_What the exercise asks_
Please turn the lines from the one containing "mark the leafy" up to and including the final line below into a JSON list of strings, one string per line, with blank lines left out.

_Records for processing_
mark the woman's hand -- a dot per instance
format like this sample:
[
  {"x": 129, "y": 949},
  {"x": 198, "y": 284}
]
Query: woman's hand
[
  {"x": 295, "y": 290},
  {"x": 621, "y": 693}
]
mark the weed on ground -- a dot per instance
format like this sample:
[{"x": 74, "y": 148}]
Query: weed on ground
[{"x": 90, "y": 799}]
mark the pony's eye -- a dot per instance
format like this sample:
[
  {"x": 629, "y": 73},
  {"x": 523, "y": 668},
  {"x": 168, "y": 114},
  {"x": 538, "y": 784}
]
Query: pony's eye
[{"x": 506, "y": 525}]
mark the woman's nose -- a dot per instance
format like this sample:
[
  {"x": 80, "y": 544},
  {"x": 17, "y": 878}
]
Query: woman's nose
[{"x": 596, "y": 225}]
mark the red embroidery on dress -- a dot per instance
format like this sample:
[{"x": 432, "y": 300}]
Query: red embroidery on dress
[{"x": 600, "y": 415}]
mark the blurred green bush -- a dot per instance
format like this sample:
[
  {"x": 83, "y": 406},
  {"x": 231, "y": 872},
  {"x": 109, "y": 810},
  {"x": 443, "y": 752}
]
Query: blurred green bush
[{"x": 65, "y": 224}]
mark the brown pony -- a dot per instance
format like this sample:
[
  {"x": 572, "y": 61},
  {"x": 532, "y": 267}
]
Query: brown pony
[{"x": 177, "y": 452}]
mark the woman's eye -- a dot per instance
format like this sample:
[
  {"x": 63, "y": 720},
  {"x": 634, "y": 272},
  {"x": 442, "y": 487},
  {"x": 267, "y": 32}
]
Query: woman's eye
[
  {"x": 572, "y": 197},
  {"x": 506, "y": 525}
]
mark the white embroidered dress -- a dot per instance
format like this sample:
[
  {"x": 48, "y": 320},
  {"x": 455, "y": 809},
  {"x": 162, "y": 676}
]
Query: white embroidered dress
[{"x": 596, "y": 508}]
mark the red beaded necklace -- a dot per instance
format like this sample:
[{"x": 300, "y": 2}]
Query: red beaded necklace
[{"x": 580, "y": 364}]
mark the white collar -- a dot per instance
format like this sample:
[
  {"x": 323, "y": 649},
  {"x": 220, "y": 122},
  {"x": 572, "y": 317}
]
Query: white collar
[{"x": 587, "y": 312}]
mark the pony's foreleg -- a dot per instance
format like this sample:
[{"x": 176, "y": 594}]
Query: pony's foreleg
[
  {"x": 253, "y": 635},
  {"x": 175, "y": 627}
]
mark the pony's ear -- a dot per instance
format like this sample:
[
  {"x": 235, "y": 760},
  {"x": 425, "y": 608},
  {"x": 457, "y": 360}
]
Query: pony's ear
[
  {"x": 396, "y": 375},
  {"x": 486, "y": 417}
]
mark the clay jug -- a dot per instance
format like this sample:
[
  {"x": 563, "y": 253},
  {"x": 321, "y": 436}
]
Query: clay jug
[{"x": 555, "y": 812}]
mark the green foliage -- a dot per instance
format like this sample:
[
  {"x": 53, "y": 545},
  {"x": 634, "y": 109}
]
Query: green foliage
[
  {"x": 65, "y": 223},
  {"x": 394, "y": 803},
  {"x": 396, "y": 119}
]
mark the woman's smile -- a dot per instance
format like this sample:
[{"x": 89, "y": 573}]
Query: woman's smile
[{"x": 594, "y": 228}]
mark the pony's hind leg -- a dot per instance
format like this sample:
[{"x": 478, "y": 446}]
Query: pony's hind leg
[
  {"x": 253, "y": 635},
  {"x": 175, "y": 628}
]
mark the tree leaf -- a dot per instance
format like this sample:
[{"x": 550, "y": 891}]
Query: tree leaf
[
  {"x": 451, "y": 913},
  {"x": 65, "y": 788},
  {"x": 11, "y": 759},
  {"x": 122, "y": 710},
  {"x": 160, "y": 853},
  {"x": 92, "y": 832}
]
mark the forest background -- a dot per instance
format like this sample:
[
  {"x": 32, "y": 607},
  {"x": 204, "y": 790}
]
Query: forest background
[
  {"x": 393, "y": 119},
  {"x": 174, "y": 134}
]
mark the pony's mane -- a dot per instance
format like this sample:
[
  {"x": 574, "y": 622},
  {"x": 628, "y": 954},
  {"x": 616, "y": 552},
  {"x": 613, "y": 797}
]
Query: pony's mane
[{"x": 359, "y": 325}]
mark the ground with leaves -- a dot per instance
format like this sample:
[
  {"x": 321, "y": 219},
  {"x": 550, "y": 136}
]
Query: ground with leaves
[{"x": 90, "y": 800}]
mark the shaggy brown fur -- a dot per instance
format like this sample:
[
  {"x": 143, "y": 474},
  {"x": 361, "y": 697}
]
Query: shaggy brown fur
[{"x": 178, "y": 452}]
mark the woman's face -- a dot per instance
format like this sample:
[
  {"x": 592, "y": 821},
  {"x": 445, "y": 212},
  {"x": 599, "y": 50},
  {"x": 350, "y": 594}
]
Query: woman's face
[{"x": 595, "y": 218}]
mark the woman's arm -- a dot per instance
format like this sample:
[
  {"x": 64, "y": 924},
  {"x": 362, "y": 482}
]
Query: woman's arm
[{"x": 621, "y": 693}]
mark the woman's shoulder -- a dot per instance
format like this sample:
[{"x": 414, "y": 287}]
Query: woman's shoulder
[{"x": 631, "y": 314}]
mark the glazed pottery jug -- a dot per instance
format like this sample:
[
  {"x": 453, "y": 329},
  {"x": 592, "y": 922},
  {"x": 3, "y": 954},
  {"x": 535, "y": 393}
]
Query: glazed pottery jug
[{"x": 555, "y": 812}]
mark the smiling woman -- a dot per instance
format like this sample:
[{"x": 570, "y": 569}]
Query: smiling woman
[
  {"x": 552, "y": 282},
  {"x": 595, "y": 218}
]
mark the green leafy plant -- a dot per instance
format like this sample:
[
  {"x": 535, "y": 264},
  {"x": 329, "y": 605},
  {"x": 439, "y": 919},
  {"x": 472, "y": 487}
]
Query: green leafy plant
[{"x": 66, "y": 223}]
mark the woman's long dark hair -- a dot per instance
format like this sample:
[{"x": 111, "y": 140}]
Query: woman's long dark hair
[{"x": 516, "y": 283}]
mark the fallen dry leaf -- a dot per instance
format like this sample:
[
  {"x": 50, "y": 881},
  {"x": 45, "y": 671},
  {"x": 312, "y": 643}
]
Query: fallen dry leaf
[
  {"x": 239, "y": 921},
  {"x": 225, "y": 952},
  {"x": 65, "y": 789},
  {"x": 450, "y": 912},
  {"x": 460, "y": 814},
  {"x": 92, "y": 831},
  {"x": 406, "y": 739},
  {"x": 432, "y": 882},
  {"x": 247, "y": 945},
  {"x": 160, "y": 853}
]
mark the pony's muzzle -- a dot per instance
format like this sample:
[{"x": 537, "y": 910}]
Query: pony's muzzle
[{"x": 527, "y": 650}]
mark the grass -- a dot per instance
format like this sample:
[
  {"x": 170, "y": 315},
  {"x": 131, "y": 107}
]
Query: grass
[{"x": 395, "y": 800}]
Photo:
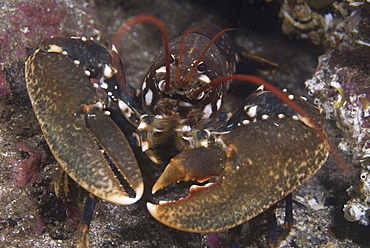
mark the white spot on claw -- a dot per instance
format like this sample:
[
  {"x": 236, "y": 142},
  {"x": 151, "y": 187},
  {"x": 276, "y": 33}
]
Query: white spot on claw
[
  {"x": 252, "y": 111},
  {"x": 161, "y": 69},
  {"x": 207, "y": 111},
  {"x": 149, "y": 97},
  {"x": 55, "y": 49},
  {"x": 204, "y": 78}
]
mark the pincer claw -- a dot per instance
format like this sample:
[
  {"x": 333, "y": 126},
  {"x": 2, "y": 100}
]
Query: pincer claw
[{"x": 85, "y": 141}]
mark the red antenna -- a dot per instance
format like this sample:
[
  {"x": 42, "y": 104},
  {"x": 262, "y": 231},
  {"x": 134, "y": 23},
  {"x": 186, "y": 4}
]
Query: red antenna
[
  {"x": 118, "y": 37},
  {"x": 304, "y": 116}
]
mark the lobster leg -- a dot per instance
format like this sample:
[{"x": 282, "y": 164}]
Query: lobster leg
[{"x": 83, "y": 234}]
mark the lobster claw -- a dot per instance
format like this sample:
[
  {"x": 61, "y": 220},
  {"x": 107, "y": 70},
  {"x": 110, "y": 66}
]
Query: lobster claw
[
  {"x": 87, "y": 143},
  {"x": 262, "y": 166}
]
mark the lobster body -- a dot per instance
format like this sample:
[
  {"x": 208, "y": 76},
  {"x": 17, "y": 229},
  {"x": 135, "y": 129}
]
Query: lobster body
[{"x": 257, "y": 157}]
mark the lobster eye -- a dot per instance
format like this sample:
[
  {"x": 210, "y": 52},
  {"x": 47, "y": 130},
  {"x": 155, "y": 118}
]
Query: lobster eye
[
  {"x": 202, "y": 67},
  {"x": 172, "y": 59}
]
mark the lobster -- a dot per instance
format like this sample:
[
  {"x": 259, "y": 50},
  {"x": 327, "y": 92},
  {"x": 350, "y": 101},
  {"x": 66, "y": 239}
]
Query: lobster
[{"x": 250, "y": 160}]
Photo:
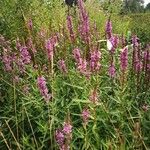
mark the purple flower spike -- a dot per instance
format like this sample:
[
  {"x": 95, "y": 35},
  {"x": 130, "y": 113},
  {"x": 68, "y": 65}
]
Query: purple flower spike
[
  {"x": 85, "y": 115},
  {"x": 62, "y": 66},
  {"x": 112, "y": 71},
  {"x": 124, "y": 59},
  {"x": 108, "y": 29},
  {"x": 94, "y": 60},
  {"x": 59, "y": 135},
  {"x": 70, "y": 28},
  {"x": 67, "y": 129},
  {"x": 30, "y": 24},
  {"x": 43, "y": 88}
]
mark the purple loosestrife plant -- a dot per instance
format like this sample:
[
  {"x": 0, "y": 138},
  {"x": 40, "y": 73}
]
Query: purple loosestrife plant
[
  {"x": 41, "y": 82},
  {"x": 25, "y": 55},
  {"x": 7, "y": 60},
  {"x": 112, "y": 70},
  {"x": 95, "y": 56},
  {"x": 108, "y": 29},
  {"x": 70, "y": 28},
  {"x": 50, "y": 45},
  {"x": 124, "y": 59},
  {"x": 67, "y": 128},
  {"x": 62, "y": 66},
  {"x": 85, "y": 115},
  {"x": 84, "y": 26},
  {"x": 60, "y": 138},
  {"x": 30, "y": 24},
  {"x": 76, "y": 54},
  {"x": 94, "y": 96}
]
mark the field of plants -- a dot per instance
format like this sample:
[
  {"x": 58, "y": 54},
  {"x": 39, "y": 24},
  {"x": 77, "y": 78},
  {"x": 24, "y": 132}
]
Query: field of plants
[{"x": 73, "y": 78}]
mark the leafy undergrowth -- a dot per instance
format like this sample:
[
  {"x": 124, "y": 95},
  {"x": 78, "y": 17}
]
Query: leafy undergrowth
[{"x": 69, "y": 89}]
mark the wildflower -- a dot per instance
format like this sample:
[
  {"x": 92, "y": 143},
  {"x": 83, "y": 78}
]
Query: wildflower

_The answer_
[
  "mark the leafy undergrowth -- a dot per instance",
  "format like this sample:",
  "[",
  "  {\"x\": 124, \"y\": 95},",
  "  {\"x\": 78, \"y\": 17}",
  "]",
  "Query: leafy undergrowth",
  "[{\"x\": 69, \"y\": 89}]",
  "mark the wildflower -- a dot per instance",
  "format like this sample:",
  "[",
  "  {\"x\": 92, \"y\": 143},",
  "  {\"x\": 83, \"y\": 78}",
  "]",
  "Query: wildflower"
]